_Article_.
Titre : L'arrache-mots.
Auteur : Judith Bouilloc.
Genre : Fantasy.
Edition : Hachette.
Nombre de page : 295 pages.
Prix : 15.90€.


Résumé :

« La phrase s'écoula de ses lèvres lentement.
Les enfants retinrent leur souffle.
Les caractères se décollèrent de la page en tremblotant, ils virevoltèrent sous le nez de la jeune femme avant de dessiner quatre silhouettes distinctes. »

 La jeune Iliade a un don merveilleux : le pouvoir de donner vie aux mots et aux histoires. Ce dont fait d'elle la bibliothécaire la plus célèbre de tout le royaume d'Esmérie. Le matin où elle reçoit une demande en mariage presque anonyme, elle n'est sûre que d'une chose : son prétendant est un membre de la famille royale. Iliade décide de se rendre dans la capitale pour en savoir plus sur cette mystérieuse proposition. Là-bas, elle découvre les fastes de la cour... et la froideur de son fiancé. Surtout, elle se retrouve propulsée au coeur d'intrigues et de complots auxquels rien ne la préparait...


Extrait :

 Mamie Cassandra s'était levée d'un bond en voyant surgir sa petite-fille d'entre les charmes.
- Ma chérie, que s'est-il passé ? Que fais-tu dans cette tenue ? Tu... pleures ?
- J'ai rencontré mon fiancé. Je crois bien que je viens de vivre le chapitre le plus avilissant de toute mon existence !
- Oh, le chien ! Le misérable ! Je vais lui faire payer son crime !
- Aide-moi plutôt à remettre en place cet instrument de torture ! marmonna-t-elle en lui tendant son corset puis sa robe.
Derrière un buisson d'azalées, la grand-mère laça en vitesse le corset d'Iliade, puis arrangea l'étoffe de sa robe. Sans les jupons et l'armature métallique, l'ensemble était assez curieux.
- La jupe est toute dégonflée. On dirait un soufflé retombé. Ce n'est pas grave, au moins ta pudeur est sauve !
Quant à ce malotru, il va voir tout de suite de quel bois je me chauffe !
La grand-mère retroussa ses manches avant de brandir son ombrelle en dentelle.
- Mamie, je t'en prie, ne jette pas de l'huile sur le feu et... euh... de feu tout court ! la pria Iliade tout en luttant pour boutonner les poignets de sa robe.
Mais la vieille dame était déjà partie à l'assaut de la charmille, bien décidée à régler son compte à l'individu qui avait - semblait-il - agressé sa petite-fille.
Avant même que mamie Cassandra n'air apostrophé Adil Tarlyn, celui-ci lui lança :
- Madame Livrani, vous vous méprenez !

_Données fournies_.
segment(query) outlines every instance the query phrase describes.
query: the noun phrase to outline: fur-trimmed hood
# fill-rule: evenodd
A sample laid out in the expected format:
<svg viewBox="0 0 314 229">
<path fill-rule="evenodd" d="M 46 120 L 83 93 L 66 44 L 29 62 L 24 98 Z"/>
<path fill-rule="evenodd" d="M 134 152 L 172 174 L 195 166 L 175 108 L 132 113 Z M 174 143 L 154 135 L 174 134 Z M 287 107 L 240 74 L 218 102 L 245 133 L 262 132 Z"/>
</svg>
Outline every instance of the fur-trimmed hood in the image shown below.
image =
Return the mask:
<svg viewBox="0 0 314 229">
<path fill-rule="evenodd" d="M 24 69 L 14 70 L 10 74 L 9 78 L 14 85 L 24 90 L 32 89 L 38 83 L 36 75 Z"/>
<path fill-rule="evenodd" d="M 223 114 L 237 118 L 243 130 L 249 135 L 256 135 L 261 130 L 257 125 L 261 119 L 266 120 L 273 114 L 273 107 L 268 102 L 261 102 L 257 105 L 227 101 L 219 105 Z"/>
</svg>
---
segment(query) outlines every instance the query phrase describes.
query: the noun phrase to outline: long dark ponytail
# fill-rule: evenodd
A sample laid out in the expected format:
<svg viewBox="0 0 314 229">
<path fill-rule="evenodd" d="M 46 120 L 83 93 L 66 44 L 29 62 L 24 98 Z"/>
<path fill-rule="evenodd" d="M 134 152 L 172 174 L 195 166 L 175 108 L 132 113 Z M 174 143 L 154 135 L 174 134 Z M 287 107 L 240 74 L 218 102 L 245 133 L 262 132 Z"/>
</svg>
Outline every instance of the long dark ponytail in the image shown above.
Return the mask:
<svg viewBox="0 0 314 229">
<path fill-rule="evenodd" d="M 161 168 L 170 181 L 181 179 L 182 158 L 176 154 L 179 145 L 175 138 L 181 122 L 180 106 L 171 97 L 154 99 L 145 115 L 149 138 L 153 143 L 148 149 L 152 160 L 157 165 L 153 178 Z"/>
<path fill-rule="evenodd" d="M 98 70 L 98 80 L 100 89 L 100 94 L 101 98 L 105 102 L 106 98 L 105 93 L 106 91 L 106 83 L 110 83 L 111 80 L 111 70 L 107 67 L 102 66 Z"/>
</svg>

_Tâches à réaliser_.
1. D'après l'article, quel don possède la jeune Iliade ?
2. Reprends le passage de l'article qui commence par « Mamie Cassandra s'était » et se poursuit jusqu'à « Tu... pleures ? », en renommant « Cassandra » en « Hortense ».

_Réponses par tâche_.
1. Le pouvoir de donner vie aux mots et aux histoires.

2.
Mamie Hortense s'était levée d'un bond en voyant surgir sa petite-fille d'entre les charmes.
- Ma chérie, que s'est-il passé ? Que fais-tu dans cette tenue ? Tu... pleures ?